• **WHAT NEEDS TO BE DONE**: Transcribe every one of the rows below verbatim, preserving each character, space, and line break without alteration.

• **RECORDS SHOWN**:
------------------------------------------------

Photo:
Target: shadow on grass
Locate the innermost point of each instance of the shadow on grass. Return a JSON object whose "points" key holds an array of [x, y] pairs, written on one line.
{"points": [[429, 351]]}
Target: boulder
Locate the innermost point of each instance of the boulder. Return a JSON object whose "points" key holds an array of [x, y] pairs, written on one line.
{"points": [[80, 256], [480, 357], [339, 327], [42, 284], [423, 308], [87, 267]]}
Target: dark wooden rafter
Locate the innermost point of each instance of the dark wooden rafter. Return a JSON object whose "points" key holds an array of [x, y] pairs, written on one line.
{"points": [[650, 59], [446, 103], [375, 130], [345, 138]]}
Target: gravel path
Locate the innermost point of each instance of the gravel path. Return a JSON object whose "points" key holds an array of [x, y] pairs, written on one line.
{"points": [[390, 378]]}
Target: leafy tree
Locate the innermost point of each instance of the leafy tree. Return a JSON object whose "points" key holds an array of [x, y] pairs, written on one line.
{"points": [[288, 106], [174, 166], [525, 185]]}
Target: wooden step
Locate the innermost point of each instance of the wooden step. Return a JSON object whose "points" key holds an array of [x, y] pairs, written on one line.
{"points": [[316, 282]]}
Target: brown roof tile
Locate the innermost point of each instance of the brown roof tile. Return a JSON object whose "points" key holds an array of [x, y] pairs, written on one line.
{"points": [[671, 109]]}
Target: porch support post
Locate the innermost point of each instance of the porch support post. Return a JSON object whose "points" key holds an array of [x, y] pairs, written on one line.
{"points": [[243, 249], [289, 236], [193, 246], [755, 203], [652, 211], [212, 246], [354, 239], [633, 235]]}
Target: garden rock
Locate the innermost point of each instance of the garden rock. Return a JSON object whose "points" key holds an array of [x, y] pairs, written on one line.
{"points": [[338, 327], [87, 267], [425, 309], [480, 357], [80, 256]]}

------------------------------------------------

• **SOLUTION TO THIS TASK**:
Photo:
Target: shadow on grass
Locate the innermost point of each instance of the shadow on grass. Return a JSON object whose "points" key holds an array of [x, y] pairs, written on one line.
{"points": [[429, 351]]}
Target: boulder
Locate the innermost point of each instance of the boulder. Return a JSON object whose "points" key holds an array of [x, y] pairs, written on one line.
{"points": [[80, 256], [480, 357], [339, 327], [42, 284], [423, 308], [87, 267]]}
Target: dark wooden rafter
Locate the innermost point of each instance of the dark wooden rafter. Return a JSON object whose "points" key holds an array of [x, y] pairs, written on one line.
{"points": [[650, 59], [446, 103], [375, 130], [345, 138]]}
Target: gravel path
Locate the innermost point of each instance of the gravel path. Return a JSON object whose "points" key holds an array of [x, y] pairs, written on one line.
{"points": [[390, 378]]}
Target: leafy tree
Locate the innermost point of each instance of the leafy tree. Return a JSON object whose "points" key holds an array of [x, y] pairs, written on one line.
{"points": [[288, 106], [174, 166], [525, 185]]}
Target: wooden step
Locate the innermost point of each instance of the wooden step. Return a JSON object whose "points" key holds an array of [x, y] pairs, written on one line.
{"points": [[316, 282]]}
Target: brown roof tile
Locate the innermost point of each instance of the brown roof tile. Return a JSON object whose "points" key holds an array of [x, y] pairs, written on one line.
{"points": [[671, 109]]}
Target: porch support post
Locate the innermost point of each instance of the porch support post. Return a JSON object whose "points" key holds an array of [x, y] pairs, written on one line.
{"points": [[243, 249], [289, 236], [193, 246], [755, 203], [652, 211], [212, 246], [354, 239], [633, 235]]}
Target: garden rock
Locate the innermost point of each instance of the garden rock. Return a JSON object whose "points" key holds an array of [x, y] pairs, written on one line.
{"points": [[338, 327], [87, 267], [425, 309], [480, 357], [80, 256]]}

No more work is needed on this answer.